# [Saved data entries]
—————

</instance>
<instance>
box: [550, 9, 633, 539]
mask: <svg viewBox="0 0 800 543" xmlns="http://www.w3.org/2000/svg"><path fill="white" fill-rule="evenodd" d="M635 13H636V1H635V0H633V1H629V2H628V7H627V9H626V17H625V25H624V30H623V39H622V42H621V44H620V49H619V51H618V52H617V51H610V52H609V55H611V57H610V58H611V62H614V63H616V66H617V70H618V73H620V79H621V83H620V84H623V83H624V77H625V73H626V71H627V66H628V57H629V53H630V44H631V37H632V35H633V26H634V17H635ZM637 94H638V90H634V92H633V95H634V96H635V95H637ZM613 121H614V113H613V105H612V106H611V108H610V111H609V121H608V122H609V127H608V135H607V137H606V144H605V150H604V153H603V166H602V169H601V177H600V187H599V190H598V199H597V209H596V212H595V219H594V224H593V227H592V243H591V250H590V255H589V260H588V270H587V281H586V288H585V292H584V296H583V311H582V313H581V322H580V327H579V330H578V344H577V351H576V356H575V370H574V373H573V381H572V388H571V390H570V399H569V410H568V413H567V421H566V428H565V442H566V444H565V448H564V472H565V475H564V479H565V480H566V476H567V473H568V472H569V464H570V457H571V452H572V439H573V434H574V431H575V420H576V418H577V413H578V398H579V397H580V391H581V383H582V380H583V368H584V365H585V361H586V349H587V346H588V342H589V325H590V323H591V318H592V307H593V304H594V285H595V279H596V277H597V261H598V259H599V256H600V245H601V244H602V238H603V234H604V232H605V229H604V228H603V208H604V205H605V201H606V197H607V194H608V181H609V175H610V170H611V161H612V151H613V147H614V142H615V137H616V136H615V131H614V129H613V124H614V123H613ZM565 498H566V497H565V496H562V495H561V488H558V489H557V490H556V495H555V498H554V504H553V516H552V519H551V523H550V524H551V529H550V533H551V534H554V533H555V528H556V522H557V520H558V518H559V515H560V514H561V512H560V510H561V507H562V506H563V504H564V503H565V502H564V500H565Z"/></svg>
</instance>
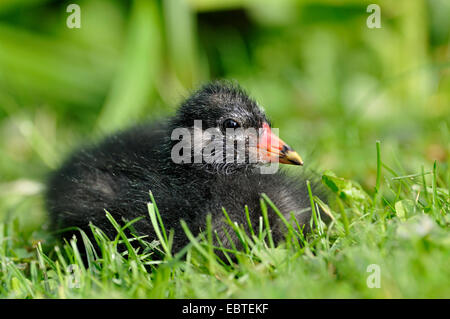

—————

# [Task statement]
Print every entry above again, exactly as written. Leave the images out.

# [Response for this exercise]
</instance>
<instance>
box: [550, 9, 633, 539]
mask: <svg viewBox="0 0 800 543" xmlns="http://www.w3.org/2000/svg"><path fill="white" fill-rule="evenodd" d="M635 13H636V1H635V0H633V1H629V2H628V7H627V9H626V17H625V25H624V30H623V39H622V42H621V44H620V49H619V51H618V52H617V51H610V52H609V55H611V57H610V58H611V62H614V63H616V66H617V70H618V73H620V79H621V83H620V84H623V83H624V77H625V73H626V71H627V66H628V57H629V53H630V44H631V37H632V35H633V26H634V17H635ZM637 94H638V90H634V92H633V95H634V96H635V95H637ZM613 121H614V113H613V105H612V106H611V108H610V111H609V121H608V122H609V127H608V135H607V137H606V144H605V150H604V153H603V166H602V169H601V177H600V187H599V190H598V199H597V209H596V212H595V219H594V224H593V227H592V243H591V250H590V255H589V260H588V270H587V281H586V288H585V292H584V296H583V311H582V313H581V322H580V327H579V330H578V344H577V351H576V356H575V370H574V373H573V381H572V388H571V390H570V399H569V410H568V413H567V421H566V428H565V442H566V444H565V448H564V472H565V475H564V479H565V480H566V476H567V473H568V472H569V464H570V457H571V452H572V439H573V434H574V431H575V420H576V418H577V413H578V398H579V397H580V391H581V383H582V380H583V368H584V365H585V361H586V349H587V346H588V342H589V325H590V323H591V318H592V307H593V304H594V285H595V279H596V277H597V261H598V259H599V256H600V245H601V244H602V238H603V234H604V232H605V229H604V228H603V208H604V205H605V201H606V197H607V194H608V181H609V175H610V170H611V161H612V151H613V147H614V142H615V137H616V136H615V131H614V129H613V124H614V123H613ZM565 498H566V497H565V496H562V495H561V488H558V489H557V490H556V495H555V498H554V504H553V516H552V519H551V523H550V524H551V529H550V533H551V534H554V533H555V528H556V522H557V520H558V518H559V515H560V514H561V512H560V510H561V507H562V506H563V504H564V503H565V502H564V500H565Z"/></svg>
</instance>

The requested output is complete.